**PERINTAH TUGAS 1:** Bisakah Anda menyalin ulang bagian teks tentang pemikiran Ar-Raniry mulai dari "Al-Farabi karena akan" sampai dengan "ketujuh, dan seterusnya.", tetapi dengan mengganti "Al-Farabi" menjadi "Ibnu Sina"?
**PERINTAH TUGAS 2:** Bisakah Anda melanjutkan teks tentang pemikiran Ar-Raniry, dimulai sesudah kalimat terakhir yang tertera?

**TEKS KUTIPAN:**
============================================================
Namun, ungkapan itu pada hakikatnya adalah bahwa alam ini tidak ada. Yang
ada hanyalah wujud Allah yang esa. Jadi tidak dapat dikatakan bahwa alam ini
berbeda atau bersatu dengan
Allah.
2.
Tentang alam
Ar-Raniry berpandangan bahwa alam
ini diciptakan Allah melalui tajalli. Ia menolak teori al-faidh (emanasi)
Al-Farabi karena akan membawa kepada pengakuan bahwa alam ini qadim
sehingga dapat jatuh kepada kemusyrikan. Alam dan falak, menurutnya, merupakan
wadah tajalli asma dan sifat Allah dalam bentuk yang kongkret. Sifat ilmu
bertajalli pada alam dan akal; nama Rahman ber-tajalli pada arsy,
nama Rahim ber-tajalli pada kursy, nama Raziq bertajalli
pada falaq ketujuh, dan seterusnya.
3.
Tentang manusia
Manusia, menurut Ar-Raniri,
merupakan makhluk Allah yang paling sempurna di dunia ini. Sebab, manusia merupakan
khalifah Allah di bumi yang dijadikan sesuai dengan citra-Nya. Juga karena ia
merupakan mazhhar (tempat kenyataan asma dan sifat Allah
paling lengkap dan menyeluruh). Konsep insan kamil, menurutnya hampir sama
dengan apa yang telah digariskan Ibn ’Arabi.
============================================================
**DATA YANG DITAMPILKAN:**

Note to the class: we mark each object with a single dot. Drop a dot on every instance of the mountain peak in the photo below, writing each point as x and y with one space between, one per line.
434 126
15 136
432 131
============================================================
**JAWABAN TUGAS 1:**
Ibnu Sina karena akan membawa kepada pengakuan bahwa alam ini qadim
sehingga dapat jatuh kepada kemusyrikan. Alam dan falak, menurutnya, merupakan
wadah tajalli asma dan sifat Allah dalam bentuk yang kongkret. Sifat ilmu
bertajalli pada alam dan akal; nama Rahman ber-tajalli pada arsy,
nama Rahim ber-tajalli pada kursy, nama Raziq bertajalli
pada falaq ketujuh, dan seterusnya.

**JAWABAN TUGAS 2:**
4.
Tentang wujudiyah
Inti ajaran wujudiyah, menurut
Ar-Raniri, berpusat pada wahdat al-wujud, yang disalahartikan kaum
wujudiyyah dengan arti kemanunggalan Allah dengan alam. Menurutnya, pendapat
Hamzah Fansuri tentang wahdat al-wujud dapat membawa kekafiran.
Ar-Raniri berpandangan bahwa jika benar Tuhan dan makhluk hakikatnya satu,
dapat dikatakan bahwa manusia adalah Tuhan dan Tuhan adalah manusia, maka jadilah seluruh makhluk itu
adalah Tuhan. Semua yang dilakukan manusia, buruk atau baik, Tuhan turut serta
melakukannya. Jika demikian halnya, manusia mempunyai sifat-sifat Tuhan.
5.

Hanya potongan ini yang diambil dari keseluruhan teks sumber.